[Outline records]
****************
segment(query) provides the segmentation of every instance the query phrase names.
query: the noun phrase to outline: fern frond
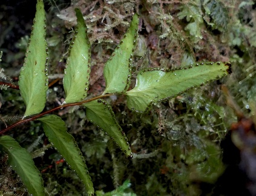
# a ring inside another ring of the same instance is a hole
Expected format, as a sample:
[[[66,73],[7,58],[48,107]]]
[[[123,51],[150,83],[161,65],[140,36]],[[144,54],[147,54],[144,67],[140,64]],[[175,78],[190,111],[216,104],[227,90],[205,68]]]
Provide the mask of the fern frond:
[[[31,156],[32,157],[32,158],[35,158],[39,157],[41,157],[45,154],[45,151],[49,149],[50,148],[51,148],[53,146],[51,144],[49,143],[47,145],[45,146],[44,146],[43,148],[39,148],[34,152],[30,153]]]

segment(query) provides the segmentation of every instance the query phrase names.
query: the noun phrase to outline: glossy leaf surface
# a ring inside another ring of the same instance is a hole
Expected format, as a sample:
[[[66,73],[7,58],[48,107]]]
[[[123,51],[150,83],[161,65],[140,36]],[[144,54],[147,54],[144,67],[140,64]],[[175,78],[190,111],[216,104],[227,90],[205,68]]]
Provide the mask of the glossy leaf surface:
[[[42,122],[49,142],[57,148],[71,168],[76,171],[84,182],[88,195],[94,192],[85,160],[74,137],[67,132],[65,122],[56,115],[37,119]]]
[[[0,137],[0,149],[8,154],[9,165],[19,175],[29,193],[33,195],[45,195],[40,172],[28,152],[8,136]]]
[[[44,3],[38,0],[34,25],[19,79],[21,94],[27,106],[24,117],[41,113],[45,105],[48,74],[45,20]]]
[[[91,71],[90,44],[87,37],[87,28],[80,11],[76,9],[76,12],[77,25],[70,44],[63,78],[65,103],[79,102],[87,96]]]
[[[131,80],[131,63],[136,42],[139,18],[133,16],[130,28],[104,67],[106,89],[103,94],[127,91]]]
[[[127,137],[116,121],[112,108],[101,99],[86,103],[84,105],[86,107],[87,119],[105,131],[127,157],[132,158],[133,153]]]
[[[229,62],[202,62],[168,71],[147,69],[138,74],[135,87],[126,92],[127,106],[144,112],[154,102],[177,96],[231,72]]]

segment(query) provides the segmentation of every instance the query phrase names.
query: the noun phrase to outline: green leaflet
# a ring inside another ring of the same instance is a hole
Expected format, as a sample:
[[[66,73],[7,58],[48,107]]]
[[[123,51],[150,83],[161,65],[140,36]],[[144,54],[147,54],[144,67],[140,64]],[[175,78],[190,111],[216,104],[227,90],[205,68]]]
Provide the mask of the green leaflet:
[[[135,14],[126,33],[105,65],[106,89],[103,94],[122,93],[129,88],[131,57],[137,36],[138,23],[138,15]]]
[[[41,113],[45,105],[48,89],[45,28],[44,3],[38,0],[34,25],[19,80],[21,94],[27,106],[24,117]]]
[[[87,119],[105,131],[127,157],[132,158],[133,153],[127,137],[117,122],[112,108],[102,99],[93,100],[84,105],[86,107]]]
[[[65,103],[80,102],[87,96],[90,68],[90,45],[80,11],[76,9],[77,25],[69,48],[63,78]]]
[[[85,160],[74,137],[67,132],[65,122],[56,115],[49,115],[37,119],[42,123],[49,142],[54,145],[74,170],[85,184],[88,195],[94,192]]]
[[[138,74],[135,87],[126,93],[127,106],[144,112],[154,102],[177,96],[231,73],[229,62],[201,62],[170,70],[145,70]]]
[[[8,162],[11,168],[21,177],[30,194],[33,195],[45,195],[44,183],[28,152],[8,136],[0,137],[0,149],[8,154]]]

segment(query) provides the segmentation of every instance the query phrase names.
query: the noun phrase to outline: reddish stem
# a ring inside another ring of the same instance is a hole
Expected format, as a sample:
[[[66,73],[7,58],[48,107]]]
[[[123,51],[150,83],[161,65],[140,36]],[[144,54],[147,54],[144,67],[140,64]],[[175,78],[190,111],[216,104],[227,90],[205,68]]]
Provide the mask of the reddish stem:
[[[39,117],[41,117],[42,116],[44,116],[44,115],[49,114],[50,113],[52,113],[52,112],[53,112],[53,111],[54,111],[56,110],[59,109],[61,108],[70,107],[70,106],[75,106],[75,105],[82,105],[84,103],[87,103],[87,102],[91,102],[93,100],[96,100],[96,99],[102,99],[102,98],[109,97],[109,96],[111,96],[111,95],[113,95],[113,94],[101,95],[101,96],[97,96],[97,97],[93,97],[93,98],[91,98],[91,99],[87,99],[87,100],[83,100],[82,102],[76,102],[76,103],[67,103],[67,104],[65,104],[65,105],[58,106],[57,106],[57,107],[56,107],[54,108],[53,108],[51,109],[50,109],[50,110],[48,110],[47,111],[45,111],[44,113],[42,113],[37,114],[37,115],[36,115],[36,116],[33,116],[32,117],[30,117],[29,119],[22,119],[22,120],[19,120],[19,121],[15,123],[14,124],[11,125],[11,126],[7,127],[7,128],[5,128],[5,129],[3,129],[2,131],[0,131],[0,135],[5,133],[7,131],[9,131],[9,130],[11,129],[12,128],[15,128],[15,126],[18,126],[19,125],[22,124],[22,123],[25,123],[25,122],[30,122],[30,121],[32,121],[32,120],[36,120],[36,119],[38,119]]]
[[[0,85],[5,85],[9,86],[10,88],[11,88],[19,90],[19,87],[18,85],[13,85],[11,83],[0,82]]]

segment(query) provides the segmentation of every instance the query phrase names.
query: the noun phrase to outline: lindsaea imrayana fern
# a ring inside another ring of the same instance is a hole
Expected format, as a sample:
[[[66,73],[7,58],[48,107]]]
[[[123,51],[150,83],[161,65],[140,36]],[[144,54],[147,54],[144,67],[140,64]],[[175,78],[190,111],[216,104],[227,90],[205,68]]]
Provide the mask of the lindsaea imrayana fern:
[[[135,87],[130,87],[133,53],[137,36],[138,15],[133,16],[130,28],[104,68],[106,88],[97,97],[86,99],[90,73],[90,45],[83,16],[76,10],[77,25],[71,42],[63,83],[66,98],[63,104],[42,113],[48,89],[48,51],[45,36],[44,3],[38,0],[36,16],[29,44],[21,68],[19,85],[26,105],[22,119],[0,131],[2,134],[13,127],[31,120],[39,120],[48,140],[65,159],[84,183],[87,194],[94,191],[85,159],[65,122],[51,112],[67,106],[80,105],[86,108],[88,120],[107,134],[128,158],[133,153],[125,132],[115,119],[112,108],[103,99],[113,94],[125,94],[130,109],[145,112],[157,102],[177,96],[194,87],[231,73],[229,62],[199,62],[174,70],[147,68],[137,76]],[[0,150],[8,155],[8,164],[18,174],[28,192],[44,195],[43,181],[33,159],[25,149],[8,136],[0,137]]]

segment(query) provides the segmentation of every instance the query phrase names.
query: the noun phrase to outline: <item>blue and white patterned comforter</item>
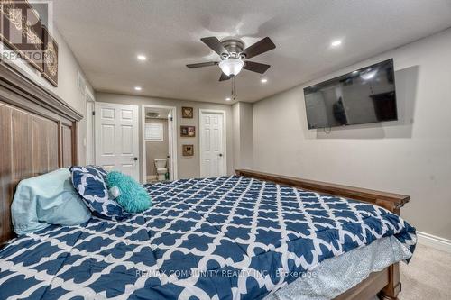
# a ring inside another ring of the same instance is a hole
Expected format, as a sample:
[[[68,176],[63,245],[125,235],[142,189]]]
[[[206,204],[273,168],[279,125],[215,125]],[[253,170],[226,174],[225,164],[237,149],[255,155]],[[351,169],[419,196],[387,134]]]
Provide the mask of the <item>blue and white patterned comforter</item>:
[[[123,222],[51,226],[0,251],[0,299],[259,299],[322,260],[415,229],[387,210],[244,177],[146,186]]]

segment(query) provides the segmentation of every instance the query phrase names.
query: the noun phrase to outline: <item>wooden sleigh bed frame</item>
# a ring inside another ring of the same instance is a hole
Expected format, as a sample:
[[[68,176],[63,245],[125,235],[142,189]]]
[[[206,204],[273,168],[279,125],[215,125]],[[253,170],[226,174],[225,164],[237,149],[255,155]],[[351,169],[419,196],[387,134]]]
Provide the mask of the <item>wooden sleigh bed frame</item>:
[[[20,180],[77,164],[77,124],[82,115],[14,65],[0,62],[0,248],[14,237],[11,203]],[[410,197],[250,170],[236,174],[364,201],[400,214]],[[393,264],[336,299],[397,299],[400,267]]]
[[[366,188],[346,186],[287,176],[268,174],[247,169],[236,170],[236,175],[270,181],[282,186],[290,186],[324,194],[343,196],[350,199],[371,203],[400,214],[400,208],[410,201],[405,195],[386,193]],[[357,286],[340,295],[336,300],[365,300],[378,296],[380,299],[398,299],[400,292],[400,264],[392,264],[380,272],[373,272]]]

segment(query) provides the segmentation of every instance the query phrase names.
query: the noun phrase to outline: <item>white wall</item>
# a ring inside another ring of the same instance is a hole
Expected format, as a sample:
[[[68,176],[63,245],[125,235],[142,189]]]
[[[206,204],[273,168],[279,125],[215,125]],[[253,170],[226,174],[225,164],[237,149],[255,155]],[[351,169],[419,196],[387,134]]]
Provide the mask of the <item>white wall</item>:
[[[232,106],[235,168],[253,168],[253,105],[237,102]]]
[[[227,174],[234,173],[234,148],[233,148],[233,125],[232,125],[232,106],[227,105],[218,105],[207,102],[196,102],[177,99],[163,99],[156,97],[146,97],[130,95],[97,93],[96,95],[97,102],[107,102],[115,104],[126,104],[131,105],[139,105],[140,115],[140,137],[142,136],[142,105],[156,105],[177,107],[177,153],[178,153],[178,176],[179,178],[190,178],[200,177],[200,160],[199,160],[199,109],[214,109],[226,111],[226,154],[227,159]],[[194,117],[192,119],[181,118],[181,107],[189,106],[194,108]],[[194,138],[180,138],[180,125],[194,125],[196,126],[196,137]],[[140,139],[140,159],[143,161],[143,141]],[[181,145],[193,144],[194,156],[184,157],[181,154]],[[143,177],[143,169],[140,168],[140,177]]]
[[[307,129],[303,87],[390,58],[399,121]],[[410,195],[402,216],[450,239],[451,30],[255,103],[253,160],[262,171]]]
[[[77,87],[78,71],[81,71],[81,68],[55,25],[53,26],[53,38],[58,42],[58,87],[50,84],[36,69],[23,61],[14,60],[13,63],[17,65],[31,79],[53,92],[72,108],[85,115],[86,99]],[[86,81],[88,90],[94,95],[92,86],[87,79]],[[86,147],[83,143],[87,136],[86,132],[86,121],[83,119],[78,124],[78,162],[80,164],[86,164],[87,159]]]

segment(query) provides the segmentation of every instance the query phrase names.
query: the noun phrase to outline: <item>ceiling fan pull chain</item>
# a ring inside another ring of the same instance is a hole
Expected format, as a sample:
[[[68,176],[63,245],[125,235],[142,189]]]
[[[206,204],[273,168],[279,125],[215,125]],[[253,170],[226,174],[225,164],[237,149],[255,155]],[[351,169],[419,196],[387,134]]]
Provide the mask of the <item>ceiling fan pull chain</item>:
[[[236,99],[236,95],[235,91],[235,76],[232,77],[232,99],[235,101]]]

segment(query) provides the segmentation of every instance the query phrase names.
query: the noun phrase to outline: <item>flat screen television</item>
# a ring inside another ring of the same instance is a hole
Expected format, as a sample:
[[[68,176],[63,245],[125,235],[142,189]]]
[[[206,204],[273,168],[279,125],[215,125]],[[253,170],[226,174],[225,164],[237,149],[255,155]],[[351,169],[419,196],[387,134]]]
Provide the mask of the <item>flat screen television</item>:
[[[304,88],[308,129],[398,120],[393,59]]]

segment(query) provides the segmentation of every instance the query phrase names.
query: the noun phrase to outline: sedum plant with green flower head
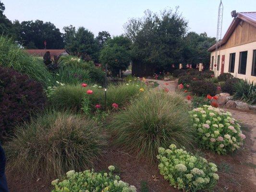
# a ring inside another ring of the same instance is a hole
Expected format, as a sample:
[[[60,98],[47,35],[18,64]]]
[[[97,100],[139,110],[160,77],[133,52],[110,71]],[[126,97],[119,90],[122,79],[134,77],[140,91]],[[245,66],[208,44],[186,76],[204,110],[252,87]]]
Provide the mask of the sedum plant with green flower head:
[[[112,172],[115,169],[113,166],[109,166],[108,173],[97,173],[86,170],[83,172],[75,172],[70,170],[61,180],[53,180],[51,184],[55,189],[51,192],[136,192],[134,186],[129,186],[120,180],[117,175]]]
[[[205,148],[226,154],[243,144],[245,136],[231,113],[208,105],[194,108],[190,113],[196,136]]]
[[[216,165],[172,144],[158,149],[160,173],[175,188],[186,192],[212,190],[219,180]]]

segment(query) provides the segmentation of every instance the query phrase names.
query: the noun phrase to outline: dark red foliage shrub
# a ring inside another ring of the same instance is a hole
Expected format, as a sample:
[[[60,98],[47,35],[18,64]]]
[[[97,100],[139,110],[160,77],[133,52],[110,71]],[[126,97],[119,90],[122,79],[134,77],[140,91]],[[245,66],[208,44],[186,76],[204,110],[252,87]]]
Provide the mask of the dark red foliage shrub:
[[[0,137],[29,120],[30,113],[43,108],[46,98],[40,83],[12,69],[0,67]]]
[[[191,91],[197,96],[206,96],[207,95],[215,96],[216,94],[217,86],[211,82],[204,80],[194,81],[190,85]]]

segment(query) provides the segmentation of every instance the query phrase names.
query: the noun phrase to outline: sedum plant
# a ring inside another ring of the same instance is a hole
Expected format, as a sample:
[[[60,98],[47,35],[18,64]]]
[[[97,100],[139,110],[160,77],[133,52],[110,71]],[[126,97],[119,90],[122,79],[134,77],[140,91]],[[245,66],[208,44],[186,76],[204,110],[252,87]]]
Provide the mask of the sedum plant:
[[[59,179],[51,182],[55,189],[51,192],[136,192],[134,186],[129,186],[120,180],[117,175],[112,172],[115,169],[113,166],[109,166],[110,172],[108,173],[97,173],[93,169],[83,172],[68,171],[66,176],[61,181]]]
[[[186,192],[213,189],[219,180],[216,165],[201,157],[194,156],[174,144],[169,148],[158,149],[157,157],[160,173],[175,188]]]
[[[245,136],[232,114],[208,105],[194,108],[190,111],[193,127],[201,144],[204,148],[226,154],[240,148]]]

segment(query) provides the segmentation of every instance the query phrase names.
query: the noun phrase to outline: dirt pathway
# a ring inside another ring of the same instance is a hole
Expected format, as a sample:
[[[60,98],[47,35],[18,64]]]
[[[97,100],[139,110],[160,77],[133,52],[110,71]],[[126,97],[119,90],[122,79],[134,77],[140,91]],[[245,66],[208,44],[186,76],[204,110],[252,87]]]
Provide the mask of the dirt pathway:
[[[163,89],[167,87],[170,92],[175,91],[175,84],[174,81],[165,81],[158,80],[149,80],[147,81],[155,81],[159,84],[158,87]],[[166,84],[166,83],[168,84]],[[234,118],[241,122],[248,129],[250,132],[250,143],[252,144],[252,147],[250,149],[245,149],[249,151],[248,159],[246,162],[249,168],[250,180],[256,185],[256,113],[250,111],[242,111],[231,109],[224,109],[229,111],[233,114]]]

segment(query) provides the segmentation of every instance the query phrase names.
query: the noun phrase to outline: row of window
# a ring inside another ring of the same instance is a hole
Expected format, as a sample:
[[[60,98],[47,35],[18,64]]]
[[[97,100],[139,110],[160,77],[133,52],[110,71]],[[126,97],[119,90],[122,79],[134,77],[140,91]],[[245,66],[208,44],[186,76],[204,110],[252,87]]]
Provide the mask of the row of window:
[[[238,66],[238,73],[245,75],[246,72],[247,51],[242,51],[239,53],[239,65]],[[253,65],[252,68],[252,75],[256,76],[256,50],[253,51]],[[213,69],[214,56],[212,57],[211,69]],[[219,55],[218,56],[217,71],[219,70]],[[235,68],[235,53],[230,54],[229,72],[234,72]]]

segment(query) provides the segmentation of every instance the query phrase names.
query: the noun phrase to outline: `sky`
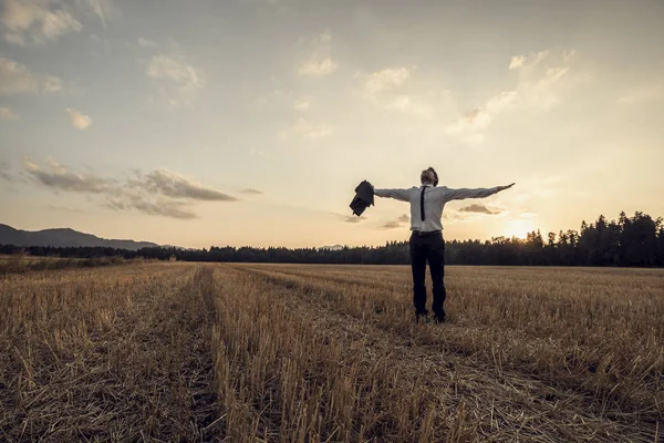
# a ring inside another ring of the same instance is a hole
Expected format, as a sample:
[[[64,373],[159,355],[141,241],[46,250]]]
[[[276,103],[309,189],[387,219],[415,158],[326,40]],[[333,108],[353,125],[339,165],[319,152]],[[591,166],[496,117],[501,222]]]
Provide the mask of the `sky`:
****************
◆ **Given task**
Pick out every line of the items above that contains the string "dark", treating uppercase and lowercase as different.

◆ **Completed task**
query: the noun phrase to outline: dark red foliage shrub
Provide the mask of the dark red foliage shrub:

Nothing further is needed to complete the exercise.